*** Records for the task ***
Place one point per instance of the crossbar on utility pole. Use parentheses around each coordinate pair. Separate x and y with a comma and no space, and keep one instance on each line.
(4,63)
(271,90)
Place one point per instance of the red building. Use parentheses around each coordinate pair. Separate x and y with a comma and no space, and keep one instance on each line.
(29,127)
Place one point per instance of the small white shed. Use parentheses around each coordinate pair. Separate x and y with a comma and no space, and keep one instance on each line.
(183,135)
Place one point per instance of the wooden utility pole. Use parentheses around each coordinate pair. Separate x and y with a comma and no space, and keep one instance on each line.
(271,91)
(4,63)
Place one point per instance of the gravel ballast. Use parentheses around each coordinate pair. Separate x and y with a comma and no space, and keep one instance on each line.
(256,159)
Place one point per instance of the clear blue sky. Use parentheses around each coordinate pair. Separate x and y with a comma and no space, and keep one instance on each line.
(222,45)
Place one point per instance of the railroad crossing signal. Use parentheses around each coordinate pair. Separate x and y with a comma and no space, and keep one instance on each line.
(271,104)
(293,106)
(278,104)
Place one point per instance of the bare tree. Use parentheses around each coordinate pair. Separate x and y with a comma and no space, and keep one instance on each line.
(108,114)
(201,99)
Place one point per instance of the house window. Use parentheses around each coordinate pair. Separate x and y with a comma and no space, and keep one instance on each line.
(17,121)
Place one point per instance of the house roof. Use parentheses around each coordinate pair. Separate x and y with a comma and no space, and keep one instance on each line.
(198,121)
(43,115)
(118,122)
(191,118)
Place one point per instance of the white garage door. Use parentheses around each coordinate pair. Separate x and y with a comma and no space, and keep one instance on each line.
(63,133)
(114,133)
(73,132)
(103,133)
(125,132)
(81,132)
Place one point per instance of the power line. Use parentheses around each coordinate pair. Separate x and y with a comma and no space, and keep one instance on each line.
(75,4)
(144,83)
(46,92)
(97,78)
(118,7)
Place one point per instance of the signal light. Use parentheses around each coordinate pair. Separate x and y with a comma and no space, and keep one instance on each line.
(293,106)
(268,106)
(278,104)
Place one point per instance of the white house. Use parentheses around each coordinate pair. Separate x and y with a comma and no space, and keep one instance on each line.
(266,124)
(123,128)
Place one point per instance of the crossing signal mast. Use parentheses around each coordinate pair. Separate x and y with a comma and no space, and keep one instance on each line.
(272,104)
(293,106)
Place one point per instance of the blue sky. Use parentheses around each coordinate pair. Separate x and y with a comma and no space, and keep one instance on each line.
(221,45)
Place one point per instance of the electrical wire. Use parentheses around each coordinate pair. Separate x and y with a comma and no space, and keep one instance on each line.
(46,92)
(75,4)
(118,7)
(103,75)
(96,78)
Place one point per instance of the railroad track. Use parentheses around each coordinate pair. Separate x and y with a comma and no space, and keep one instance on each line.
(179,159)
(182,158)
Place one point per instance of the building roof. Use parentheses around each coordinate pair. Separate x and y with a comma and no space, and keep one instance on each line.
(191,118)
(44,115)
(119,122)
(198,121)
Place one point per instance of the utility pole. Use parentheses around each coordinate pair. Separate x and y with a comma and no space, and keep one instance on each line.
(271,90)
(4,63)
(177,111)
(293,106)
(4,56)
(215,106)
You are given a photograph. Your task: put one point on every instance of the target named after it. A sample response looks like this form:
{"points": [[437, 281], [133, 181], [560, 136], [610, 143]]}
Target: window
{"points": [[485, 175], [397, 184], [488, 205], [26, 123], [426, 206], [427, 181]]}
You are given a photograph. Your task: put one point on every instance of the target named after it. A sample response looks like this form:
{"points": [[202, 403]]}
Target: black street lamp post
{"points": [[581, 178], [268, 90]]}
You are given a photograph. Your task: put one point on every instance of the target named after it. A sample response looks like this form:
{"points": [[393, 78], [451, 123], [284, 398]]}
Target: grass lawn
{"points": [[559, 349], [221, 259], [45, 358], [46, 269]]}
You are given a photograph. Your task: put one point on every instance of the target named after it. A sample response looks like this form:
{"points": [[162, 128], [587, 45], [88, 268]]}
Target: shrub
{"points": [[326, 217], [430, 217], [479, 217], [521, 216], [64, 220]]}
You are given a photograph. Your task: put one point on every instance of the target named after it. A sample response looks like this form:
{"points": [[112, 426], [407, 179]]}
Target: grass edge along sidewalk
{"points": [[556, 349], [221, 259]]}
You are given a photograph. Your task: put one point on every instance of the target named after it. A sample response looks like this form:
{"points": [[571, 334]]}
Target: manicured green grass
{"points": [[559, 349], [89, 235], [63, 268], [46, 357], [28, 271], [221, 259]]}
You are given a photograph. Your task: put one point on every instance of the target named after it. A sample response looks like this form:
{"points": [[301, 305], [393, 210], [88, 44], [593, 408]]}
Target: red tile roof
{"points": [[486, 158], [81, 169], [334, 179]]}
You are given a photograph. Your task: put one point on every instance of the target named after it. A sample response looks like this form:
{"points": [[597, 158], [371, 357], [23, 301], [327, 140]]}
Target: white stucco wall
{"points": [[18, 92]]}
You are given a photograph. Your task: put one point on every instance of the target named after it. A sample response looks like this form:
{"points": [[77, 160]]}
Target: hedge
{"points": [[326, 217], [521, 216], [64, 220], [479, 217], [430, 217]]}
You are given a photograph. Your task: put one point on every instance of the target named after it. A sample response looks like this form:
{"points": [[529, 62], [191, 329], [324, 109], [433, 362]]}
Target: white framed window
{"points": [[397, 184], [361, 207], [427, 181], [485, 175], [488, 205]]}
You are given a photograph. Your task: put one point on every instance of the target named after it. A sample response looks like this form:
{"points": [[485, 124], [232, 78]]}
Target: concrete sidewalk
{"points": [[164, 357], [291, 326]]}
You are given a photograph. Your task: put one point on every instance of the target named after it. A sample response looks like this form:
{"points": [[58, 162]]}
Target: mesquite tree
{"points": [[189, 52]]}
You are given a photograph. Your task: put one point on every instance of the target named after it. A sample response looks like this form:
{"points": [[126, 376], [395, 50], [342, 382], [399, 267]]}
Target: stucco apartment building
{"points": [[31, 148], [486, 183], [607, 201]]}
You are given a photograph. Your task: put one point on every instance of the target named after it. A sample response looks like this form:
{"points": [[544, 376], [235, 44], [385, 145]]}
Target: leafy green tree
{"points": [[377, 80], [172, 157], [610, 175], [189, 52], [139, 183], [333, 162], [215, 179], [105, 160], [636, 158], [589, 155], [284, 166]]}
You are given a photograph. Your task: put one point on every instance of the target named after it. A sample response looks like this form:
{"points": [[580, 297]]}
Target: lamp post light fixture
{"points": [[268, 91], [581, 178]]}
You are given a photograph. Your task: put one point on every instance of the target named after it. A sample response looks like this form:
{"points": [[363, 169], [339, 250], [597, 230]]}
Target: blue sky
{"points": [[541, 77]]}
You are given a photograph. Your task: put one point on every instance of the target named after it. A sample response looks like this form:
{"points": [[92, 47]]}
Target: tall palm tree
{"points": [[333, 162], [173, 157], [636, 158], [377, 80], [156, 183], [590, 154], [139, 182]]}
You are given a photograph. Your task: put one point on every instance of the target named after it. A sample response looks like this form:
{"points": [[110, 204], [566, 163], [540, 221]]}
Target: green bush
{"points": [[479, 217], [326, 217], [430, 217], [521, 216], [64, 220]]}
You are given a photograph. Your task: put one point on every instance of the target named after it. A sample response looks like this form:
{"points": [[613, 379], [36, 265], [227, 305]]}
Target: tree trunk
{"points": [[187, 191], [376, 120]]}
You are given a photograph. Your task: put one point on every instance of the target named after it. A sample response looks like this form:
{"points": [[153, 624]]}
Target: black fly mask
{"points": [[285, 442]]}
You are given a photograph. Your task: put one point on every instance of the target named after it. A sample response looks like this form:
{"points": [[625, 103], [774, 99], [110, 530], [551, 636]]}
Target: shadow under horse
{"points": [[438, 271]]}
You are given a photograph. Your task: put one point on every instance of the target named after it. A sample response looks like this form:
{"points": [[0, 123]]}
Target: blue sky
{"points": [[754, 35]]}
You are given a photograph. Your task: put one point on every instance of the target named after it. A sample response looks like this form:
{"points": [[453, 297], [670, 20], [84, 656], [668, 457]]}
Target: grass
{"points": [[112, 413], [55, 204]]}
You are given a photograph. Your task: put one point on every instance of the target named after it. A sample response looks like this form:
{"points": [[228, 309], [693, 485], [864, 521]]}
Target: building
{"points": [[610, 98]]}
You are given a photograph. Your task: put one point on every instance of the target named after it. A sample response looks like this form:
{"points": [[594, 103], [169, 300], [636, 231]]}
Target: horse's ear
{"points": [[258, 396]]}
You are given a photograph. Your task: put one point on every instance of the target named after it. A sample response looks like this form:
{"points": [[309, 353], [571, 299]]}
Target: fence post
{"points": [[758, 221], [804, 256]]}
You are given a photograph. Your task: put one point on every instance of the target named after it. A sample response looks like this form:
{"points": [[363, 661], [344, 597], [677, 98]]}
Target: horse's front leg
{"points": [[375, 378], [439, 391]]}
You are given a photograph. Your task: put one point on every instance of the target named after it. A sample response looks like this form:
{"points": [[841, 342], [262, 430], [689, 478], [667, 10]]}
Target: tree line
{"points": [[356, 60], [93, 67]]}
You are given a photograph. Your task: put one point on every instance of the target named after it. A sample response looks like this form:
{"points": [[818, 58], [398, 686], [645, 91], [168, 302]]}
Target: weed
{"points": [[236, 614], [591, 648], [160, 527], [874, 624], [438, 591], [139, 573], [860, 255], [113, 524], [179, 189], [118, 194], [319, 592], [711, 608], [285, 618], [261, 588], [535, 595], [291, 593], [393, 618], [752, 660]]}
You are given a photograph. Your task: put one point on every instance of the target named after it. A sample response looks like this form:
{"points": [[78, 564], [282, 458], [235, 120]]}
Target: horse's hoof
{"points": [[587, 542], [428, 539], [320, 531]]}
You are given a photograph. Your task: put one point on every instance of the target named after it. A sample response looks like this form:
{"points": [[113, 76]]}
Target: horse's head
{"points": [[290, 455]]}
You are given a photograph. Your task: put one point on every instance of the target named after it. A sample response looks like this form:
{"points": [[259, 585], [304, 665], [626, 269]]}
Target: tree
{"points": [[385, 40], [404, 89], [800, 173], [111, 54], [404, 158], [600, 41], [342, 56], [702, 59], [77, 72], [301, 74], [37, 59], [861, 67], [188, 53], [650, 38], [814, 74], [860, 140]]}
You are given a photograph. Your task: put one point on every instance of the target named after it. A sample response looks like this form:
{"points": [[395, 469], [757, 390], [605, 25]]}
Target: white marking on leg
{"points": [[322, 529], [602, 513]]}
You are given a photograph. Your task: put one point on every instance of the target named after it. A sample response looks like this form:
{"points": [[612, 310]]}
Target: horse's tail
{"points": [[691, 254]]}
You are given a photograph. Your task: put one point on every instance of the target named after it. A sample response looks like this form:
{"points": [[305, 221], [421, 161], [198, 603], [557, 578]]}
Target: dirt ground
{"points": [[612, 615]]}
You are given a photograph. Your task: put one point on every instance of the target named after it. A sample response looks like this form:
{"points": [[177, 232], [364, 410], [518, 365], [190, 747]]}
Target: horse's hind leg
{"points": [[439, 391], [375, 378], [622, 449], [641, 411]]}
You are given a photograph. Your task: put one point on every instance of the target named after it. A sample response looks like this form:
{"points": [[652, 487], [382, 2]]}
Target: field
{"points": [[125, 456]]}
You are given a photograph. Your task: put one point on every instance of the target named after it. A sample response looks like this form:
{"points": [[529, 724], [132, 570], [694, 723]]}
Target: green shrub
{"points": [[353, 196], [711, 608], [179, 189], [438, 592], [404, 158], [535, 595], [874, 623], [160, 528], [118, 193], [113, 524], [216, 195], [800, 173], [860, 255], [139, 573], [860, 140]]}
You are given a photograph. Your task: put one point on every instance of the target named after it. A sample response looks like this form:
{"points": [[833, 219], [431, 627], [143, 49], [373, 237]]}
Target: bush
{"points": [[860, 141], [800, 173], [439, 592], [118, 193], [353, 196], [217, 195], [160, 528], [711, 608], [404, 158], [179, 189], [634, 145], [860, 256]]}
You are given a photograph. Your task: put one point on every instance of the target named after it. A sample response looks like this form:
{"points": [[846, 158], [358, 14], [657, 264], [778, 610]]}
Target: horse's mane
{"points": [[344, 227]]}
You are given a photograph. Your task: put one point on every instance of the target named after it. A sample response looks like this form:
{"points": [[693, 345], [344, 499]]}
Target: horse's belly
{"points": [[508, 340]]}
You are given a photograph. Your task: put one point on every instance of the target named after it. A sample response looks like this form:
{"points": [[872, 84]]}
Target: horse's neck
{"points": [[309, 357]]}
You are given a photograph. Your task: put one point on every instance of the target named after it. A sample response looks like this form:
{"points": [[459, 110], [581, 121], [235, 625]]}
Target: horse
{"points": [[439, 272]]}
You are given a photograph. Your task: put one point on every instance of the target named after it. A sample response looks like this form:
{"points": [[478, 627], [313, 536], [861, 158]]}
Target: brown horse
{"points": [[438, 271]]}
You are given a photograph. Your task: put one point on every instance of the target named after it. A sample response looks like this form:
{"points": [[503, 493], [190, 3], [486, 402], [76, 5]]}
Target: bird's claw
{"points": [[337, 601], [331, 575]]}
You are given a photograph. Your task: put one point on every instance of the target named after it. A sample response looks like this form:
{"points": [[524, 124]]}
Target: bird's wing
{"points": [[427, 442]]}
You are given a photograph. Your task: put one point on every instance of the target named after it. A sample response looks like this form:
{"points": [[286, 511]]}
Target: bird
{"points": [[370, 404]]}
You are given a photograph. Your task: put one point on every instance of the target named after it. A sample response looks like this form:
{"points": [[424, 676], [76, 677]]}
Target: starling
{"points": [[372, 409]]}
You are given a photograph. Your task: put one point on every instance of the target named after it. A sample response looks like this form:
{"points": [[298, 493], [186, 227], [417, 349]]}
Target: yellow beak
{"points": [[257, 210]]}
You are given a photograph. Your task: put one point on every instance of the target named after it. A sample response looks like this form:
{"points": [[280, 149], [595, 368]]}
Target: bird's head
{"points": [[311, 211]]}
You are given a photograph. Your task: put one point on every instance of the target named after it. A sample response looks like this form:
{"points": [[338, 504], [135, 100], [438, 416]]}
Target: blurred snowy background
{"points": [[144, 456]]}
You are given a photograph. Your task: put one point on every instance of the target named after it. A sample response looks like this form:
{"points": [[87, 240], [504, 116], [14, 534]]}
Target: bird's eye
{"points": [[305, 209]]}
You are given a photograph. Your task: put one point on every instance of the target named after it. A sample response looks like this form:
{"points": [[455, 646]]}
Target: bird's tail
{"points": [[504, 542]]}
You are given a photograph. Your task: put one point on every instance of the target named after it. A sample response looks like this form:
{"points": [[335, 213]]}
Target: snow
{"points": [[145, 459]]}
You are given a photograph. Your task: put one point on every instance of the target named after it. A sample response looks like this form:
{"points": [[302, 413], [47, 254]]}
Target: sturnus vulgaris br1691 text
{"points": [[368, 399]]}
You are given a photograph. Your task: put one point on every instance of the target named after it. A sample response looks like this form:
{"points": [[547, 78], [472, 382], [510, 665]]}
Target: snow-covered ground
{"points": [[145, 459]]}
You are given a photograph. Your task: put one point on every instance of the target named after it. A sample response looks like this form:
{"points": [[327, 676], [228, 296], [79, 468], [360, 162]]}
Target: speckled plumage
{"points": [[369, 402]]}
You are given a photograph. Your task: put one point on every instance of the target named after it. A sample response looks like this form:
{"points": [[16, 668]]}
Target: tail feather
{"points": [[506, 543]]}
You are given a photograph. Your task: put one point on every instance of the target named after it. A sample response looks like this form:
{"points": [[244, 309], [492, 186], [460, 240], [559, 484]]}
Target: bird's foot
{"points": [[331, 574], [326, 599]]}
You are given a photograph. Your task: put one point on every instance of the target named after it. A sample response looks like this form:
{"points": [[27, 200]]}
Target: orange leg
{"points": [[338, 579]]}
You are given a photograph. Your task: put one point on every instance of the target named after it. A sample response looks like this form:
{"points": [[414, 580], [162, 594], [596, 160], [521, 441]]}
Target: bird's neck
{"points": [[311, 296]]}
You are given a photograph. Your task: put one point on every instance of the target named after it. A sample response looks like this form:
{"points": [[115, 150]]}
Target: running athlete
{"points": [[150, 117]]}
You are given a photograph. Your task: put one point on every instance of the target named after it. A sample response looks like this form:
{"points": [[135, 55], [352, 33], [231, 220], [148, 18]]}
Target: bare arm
***
**Try it**
Copy out exactly the lines between the line with "Target: running athlete" and the last line of the entries, counting both of those lines.

**Expected answer**
Target: running athlete
{"points": [[150, 117]]}
You are given a photograph. Your task: put one point on every instance of the target named after it. A sample response looks like this form:
{"points": [[135, 55], [352, 33], [231, 220], [148, 18]]}
Target: bare arm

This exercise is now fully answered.